Input -

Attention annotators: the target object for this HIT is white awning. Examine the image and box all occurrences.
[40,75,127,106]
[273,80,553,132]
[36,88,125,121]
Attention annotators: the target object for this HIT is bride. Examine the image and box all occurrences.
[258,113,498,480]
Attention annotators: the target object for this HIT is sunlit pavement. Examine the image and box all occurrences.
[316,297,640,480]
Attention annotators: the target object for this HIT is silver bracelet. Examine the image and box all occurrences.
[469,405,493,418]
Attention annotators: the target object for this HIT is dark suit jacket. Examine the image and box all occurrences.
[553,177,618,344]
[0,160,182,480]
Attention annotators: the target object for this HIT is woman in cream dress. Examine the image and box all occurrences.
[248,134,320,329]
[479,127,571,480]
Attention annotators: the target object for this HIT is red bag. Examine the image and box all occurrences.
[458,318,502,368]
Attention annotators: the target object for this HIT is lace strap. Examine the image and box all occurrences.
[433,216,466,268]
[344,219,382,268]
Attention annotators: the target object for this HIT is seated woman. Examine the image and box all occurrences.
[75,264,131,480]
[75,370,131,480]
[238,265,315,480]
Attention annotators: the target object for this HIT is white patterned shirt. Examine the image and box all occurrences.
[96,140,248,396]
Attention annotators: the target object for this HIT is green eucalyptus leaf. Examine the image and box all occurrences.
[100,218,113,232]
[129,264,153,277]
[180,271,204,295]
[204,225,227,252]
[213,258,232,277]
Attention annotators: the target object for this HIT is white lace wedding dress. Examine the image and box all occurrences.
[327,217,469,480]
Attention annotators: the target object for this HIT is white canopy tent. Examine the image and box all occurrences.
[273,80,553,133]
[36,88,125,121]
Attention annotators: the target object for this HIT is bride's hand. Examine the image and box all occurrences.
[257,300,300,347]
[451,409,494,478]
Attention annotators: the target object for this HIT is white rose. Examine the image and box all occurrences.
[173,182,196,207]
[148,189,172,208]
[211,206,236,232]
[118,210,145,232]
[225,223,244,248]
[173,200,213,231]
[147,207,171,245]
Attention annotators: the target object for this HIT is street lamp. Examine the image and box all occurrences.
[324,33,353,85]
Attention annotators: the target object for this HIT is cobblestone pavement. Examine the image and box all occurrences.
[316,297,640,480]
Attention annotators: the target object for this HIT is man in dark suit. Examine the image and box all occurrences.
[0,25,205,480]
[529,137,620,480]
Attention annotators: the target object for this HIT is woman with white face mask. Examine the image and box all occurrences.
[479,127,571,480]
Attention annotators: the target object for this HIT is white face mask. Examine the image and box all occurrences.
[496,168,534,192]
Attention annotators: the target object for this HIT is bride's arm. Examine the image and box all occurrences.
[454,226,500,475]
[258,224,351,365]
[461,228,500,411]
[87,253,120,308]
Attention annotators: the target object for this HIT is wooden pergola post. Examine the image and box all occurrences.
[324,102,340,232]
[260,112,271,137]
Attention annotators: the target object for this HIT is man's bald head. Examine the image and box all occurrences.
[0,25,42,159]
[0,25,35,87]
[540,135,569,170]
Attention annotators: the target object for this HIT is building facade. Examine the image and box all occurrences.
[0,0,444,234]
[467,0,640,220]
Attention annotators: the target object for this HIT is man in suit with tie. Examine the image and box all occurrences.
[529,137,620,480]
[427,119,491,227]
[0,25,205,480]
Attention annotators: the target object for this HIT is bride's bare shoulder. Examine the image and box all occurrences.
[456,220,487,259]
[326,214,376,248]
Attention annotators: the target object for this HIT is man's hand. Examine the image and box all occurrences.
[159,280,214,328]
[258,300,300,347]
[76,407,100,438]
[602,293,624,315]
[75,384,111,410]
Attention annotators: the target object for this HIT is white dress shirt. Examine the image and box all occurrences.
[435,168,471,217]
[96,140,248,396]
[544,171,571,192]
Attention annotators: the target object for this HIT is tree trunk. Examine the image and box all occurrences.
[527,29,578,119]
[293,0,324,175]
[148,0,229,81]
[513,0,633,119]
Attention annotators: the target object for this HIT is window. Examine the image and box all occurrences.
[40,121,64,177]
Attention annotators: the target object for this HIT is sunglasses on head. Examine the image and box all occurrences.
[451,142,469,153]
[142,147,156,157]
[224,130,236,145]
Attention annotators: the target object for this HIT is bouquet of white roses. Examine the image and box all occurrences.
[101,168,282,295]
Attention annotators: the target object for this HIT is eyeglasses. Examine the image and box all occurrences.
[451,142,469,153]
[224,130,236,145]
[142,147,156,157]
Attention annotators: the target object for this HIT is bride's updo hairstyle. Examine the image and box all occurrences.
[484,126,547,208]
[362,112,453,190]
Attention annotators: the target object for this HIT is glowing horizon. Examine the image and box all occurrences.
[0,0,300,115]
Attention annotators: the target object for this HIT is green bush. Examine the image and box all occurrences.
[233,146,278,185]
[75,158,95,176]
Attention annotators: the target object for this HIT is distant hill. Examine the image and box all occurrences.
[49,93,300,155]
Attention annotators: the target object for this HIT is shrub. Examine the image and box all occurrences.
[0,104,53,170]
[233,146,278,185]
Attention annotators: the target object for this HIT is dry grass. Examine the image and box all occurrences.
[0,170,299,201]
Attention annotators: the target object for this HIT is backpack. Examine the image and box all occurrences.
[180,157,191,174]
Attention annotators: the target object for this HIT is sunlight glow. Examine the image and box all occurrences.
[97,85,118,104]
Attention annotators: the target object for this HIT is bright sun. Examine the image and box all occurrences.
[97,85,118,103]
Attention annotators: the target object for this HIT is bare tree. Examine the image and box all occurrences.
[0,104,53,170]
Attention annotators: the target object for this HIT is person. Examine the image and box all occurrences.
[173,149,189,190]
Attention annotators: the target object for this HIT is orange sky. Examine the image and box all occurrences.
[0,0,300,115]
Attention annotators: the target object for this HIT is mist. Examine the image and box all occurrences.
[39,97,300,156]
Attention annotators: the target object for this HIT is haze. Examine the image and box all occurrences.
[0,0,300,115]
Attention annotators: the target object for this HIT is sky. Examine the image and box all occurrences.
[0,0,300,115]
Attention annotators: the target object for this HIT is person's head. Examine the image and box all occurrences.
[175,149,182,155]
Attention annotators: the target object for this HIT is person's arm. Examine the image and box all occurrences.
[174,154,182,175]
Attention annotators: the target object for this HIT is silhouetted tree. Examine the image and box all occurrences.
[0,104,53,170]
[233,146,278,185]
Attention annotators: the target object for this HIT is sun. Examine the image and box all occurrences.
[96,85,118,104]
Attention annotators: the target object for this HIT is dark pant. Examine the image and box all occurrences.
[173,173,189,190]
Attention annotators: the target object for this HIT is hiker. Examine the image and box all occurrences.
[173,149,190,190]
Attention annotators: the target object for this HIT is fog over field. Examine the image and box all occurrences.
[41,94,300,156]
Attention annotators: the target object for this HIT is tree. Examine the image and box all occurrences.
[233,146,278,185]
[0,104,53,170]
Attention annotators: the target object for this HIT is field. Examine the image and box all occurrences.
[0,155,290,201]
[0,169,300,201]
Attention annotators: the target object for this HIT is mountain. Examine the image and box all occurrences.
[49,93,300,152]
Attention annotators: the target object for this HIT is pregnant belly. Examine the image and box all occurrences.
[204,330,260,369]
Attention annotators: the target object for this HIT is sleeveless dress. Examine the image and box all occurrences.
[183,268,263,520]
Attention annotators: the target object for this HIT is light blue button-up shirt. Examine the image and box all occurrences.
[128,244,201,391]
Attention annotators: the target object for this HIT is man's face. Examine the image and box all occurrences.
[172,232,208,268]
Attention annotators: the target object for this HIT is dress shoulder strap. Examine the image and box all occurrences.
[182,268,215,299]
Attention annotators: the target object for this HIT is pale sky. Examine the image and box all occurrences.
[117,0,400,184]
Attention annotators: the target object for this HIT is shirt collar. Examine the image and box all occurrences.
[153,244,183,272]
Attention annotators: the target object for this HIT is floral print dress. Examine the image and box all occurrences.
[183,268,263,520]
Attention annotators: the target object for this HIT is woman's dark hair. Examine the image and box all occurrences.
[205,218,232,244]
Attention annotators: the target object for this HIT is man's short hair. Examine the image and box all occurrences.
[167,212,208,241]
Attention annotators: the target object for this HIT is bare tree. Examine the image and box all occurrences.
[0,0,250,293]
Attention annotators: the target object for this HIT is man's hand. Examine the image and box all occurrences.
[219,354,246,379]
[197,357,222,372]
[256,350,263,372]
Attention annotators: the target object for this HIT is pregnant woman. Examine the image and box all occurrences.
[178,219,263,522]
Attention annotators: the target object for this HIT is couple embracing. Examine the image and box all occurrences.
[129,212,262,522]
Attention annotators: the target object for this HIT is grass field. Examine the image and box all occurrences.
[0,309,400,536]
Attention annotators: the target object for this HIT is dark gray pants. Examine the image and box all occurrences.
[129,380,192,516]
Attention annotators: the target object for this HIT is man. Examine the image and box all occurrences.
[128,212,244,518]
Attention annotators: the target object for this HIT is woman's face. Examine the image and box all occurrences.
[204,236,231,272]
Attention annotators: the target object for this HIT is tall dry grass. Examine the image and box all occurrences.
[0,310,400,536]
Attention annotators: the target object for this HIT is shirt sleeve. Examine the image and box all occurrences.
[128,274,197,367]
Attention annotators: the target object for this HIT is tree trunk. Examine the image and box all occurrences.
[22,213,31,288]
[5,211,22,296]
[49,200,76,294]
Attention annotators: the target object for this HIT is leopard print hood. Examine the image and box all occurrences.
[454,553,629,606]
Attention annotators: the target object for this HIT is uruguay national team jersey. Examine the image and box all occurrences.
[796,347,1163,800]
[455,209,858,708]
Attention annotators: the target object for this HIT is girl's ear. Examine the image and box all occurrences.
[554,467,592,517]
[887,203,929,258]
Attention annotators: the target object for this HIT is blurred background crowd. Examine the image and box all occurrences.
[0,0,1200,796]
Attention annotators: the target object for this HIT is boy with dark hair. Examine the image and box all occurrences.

Exercise aim - Please recast the data from the line with "Attention annotators: the target object for this HIT is light" to the line with "[182,268,215,299]" as a two-column CSV with the columns "label_text" and "answer". Give one row for each text and its answer, put each field in quotes, and replace line breaks with spaces.

The answer -
label_text,answer
"Attention annotators: the target object for this HIT is light blue button-up shirt. Examine the image and box all occurrences.","[128,244,201,391]"
"Attention annotators: the target object for this HIT is man's face. Examine the image and box all occurrences.","[172,232,208,268]"
"Attention annotators: the target object for this HIT is dress shoulder strap. Examine the image and box all occurrences.","[182,268,215,299]"